* Work required
Your task is to repeat the records exactly from the line containing "Where can the gold" onward, through the final line.

* Dataset extract
★ ★ ★ ★ ★

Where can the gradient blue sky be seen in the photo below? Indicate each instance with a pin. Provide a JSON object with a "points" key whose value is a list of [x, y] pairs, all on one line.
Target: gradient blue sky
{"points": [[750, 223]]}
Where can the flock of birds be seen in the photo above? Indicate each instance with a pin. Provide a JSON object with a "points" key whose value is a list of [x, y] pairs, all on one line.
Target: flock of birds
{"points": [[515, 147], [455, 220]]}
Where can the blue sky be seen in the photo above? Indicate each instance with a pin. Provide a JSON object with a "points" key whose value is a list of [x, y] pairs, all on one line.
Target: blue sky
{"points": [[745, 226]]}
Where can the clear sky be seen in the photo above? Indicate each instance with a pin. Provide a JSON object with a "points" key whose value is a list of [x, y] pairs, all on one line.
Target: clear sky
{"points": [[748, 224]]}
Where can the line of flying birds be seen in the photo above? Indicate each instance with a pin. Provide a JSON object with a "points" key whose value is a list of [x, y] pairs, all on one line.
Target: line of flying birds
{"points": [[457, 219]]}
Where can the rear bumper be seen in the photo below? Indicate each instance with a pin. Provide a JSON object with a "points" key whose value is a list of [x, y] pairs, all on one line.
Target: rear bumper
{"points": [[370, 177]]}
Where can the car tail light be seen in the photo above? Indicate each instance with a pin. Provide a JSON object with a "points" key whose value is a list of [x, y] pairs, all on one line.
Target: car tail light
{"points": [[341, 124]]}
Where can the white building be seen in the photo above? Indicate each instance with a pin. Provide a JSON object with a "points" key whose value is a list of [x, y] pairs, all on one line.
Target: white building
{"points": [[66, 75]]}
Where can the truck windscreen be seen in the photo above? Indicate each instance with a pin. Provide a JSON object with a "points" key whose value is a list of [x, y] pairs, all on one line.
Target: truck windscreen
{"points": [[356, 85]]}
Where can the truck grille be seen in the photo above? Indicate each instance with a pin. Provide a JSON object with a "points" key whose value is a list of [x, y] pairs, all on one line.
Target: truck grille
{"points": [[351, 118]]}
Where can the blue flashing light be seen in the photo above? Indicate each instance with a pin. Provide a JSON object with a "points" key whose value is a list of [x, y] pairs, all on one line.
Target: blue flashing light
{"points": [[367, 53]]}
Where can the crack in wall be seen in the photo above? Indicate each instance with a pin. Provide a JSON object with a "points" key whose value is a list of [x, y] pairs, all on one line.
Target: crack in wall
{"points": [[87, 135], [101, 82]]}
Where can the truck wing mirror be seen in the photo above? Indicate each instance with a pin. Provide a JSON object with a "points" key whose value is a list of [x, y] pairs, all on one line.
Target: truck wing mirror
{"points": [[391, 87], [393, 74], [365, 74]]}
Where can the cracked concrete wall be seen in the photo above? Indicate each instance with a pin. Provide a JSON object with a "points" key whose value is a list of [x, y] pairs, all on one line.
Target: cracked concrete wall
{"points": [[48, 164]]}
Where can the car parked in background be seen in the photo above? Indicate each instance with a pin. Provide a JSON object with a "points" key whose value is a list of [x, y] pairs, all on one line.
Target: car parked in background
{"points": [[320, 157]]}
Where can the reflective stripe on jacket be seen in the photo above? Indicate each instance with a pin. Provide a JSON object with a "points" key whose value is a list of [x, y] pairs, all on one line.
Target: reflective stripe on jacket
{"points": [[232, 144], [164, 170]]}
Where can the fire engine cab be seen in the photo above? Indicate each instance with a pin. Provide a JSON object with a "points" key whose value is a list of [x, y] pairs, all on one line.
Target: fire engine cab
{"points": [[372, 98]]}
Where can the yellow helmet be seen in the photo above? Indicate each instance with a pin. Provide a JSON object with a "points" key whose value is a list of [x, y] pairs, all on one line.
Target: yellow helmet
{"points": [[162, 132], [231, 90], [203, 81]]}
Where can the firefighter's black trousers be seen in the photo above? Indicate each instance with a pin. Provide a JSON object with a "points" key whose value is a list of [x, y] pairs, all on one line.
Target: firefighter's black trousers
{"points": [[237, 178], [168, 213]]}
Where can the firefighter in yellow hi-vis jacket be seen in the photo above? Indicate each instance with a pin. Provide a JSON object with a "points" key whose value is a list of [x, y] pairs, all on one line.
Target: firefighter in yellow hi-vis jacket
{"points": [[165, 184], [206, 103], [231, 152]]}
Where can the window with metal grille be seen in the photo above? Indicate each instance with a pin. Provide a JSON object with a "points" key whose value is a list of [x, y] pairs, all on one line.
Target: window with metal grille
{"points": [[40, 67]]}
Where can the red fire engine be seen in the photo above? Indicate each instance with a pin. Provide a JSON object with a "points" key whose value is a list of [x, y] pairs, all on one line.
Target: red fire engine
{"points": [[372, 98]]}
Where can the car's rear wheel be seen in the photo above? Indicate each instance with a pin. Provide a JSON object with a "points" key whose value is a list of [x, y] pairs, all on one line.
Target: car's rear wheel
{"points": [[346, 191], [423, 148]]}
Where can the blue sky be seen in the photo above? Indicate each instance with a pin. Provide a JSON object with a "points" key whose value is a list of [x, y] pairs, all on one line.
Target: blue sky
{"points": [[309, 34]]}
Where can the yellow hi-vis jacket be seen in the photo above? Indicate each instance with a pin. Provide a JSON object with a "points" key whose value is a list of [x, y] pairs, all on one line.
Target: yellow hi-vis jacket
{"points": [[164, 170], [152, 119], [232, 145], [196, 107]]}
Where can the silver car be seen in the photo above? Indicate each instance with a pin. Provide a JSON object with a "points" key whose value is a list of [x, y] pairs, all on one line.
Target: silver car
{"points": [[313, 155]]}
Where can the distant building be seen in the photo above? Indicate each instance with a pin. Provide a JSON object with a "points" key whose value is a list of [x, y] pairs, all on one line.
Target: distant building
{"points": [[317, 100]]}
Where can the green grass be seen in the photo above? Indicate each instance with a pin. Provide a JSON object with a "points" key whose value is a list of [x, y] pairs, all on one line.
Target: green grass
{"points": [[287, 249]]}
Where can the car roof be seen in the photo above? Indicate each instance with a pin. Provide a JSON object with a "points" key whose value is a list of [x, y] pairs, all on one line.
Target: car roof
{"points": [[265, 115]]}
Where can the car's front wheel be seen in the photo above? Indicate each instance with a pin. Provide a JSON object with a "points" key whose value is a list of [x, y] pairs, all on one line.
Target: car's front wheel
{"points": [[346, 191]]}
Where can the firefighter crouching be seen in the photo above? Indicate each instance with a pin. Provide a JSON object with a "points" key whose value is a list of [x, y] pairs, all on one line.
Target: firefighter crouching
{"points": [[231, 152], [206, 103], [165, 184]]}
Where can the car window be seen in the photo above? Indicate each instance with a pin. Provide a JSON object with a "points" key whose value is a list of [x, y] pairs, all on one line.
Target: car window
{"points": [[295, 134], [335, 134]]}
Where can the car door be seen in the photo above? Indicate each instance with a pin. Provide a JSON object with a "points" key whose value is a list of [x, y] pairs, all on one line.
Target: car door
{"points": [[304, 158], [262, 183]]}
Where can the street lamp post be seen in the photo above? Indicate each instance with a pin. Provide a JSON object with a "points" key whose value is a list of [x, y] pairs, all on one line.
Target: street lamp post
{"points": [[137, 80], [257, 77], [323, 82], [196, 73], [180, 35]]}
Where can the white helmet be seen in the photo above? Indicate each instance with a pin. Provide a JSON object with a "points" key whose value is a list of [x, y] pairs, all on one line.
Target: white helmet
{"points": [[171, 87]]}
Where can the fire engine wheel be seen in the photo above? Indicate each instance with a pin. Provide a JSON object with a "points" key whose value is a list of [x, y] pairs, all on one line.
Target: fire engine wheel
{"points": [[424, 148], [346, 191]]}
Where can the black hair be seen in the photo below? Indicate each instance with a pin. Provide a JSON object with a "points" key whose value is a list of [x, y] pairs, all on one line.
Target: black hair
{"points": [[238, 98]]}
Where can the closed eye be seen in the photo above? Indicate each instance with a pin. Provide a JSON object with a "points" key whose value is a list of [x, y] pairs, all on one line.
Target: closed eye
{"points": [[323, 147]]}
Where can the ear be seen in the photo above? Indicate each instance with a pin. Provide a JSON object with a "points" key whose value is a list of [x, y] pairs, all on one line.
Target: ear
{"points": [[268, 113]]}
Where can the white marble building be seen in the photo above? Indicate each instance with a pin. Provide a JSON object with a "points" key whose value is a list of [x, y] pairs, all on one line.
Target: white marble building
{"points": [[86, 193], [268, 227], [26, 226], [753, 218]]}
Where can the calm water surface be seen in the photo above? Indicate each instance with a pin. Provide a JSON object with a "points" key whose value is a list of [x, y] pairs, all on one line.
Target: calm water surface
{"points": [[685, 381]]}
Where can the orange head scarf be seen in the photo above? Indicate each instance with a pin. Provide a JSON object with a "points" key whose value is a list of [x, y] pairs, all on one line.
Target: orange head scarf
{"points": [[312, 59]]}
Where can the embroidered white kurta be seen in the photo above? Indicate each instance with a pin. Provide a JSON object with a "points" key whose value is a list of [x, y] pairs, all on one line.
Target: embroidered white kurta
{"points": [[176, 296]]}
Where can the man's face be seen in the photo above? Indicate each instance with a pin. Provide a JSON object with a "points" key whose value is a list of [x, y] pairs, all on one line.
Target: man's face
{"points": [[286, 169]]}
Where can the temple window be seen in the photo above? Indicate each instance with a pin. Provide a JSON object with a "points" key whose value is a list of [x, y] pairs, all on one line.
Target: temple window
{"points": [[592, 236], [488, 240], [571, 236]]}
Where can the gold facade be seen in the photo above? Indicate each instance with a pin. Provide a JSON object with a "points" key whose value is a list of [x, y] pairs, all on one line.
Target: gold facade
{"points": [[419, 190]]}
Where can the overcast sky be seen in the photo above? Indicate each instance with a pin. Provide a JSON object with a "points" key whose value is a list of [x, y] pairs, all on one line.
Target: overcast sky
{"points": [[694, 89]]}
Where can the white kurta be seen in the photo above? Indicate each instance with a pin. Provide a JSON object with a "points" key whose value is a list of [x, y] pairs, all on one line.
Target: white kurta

★ ★ ★ ★ ★

* Written response
Where can the gold facade be seen in the photo above? Indicate each instance with a pin. Provide a JSON object with a "points" key whose value is a list of [x, y] pairs, all on one line.
Target: gold facade
{"points": [[419, 190]]}
Where can the overcast sky be seen in the photo above? Indicate each instance with a pin. Provide a JSON object with a "points" key whose value is a list of [x, y] pairs, all on one line.
Target: overcast sky
{"points": [[694, 89]]}
Where can the white kurta be seen in the photo above? Indicate each instance with a pin. Provide a JSON object with a "points" key whose value is a list of [x, y] pairs, all on one line.
Target: white kurta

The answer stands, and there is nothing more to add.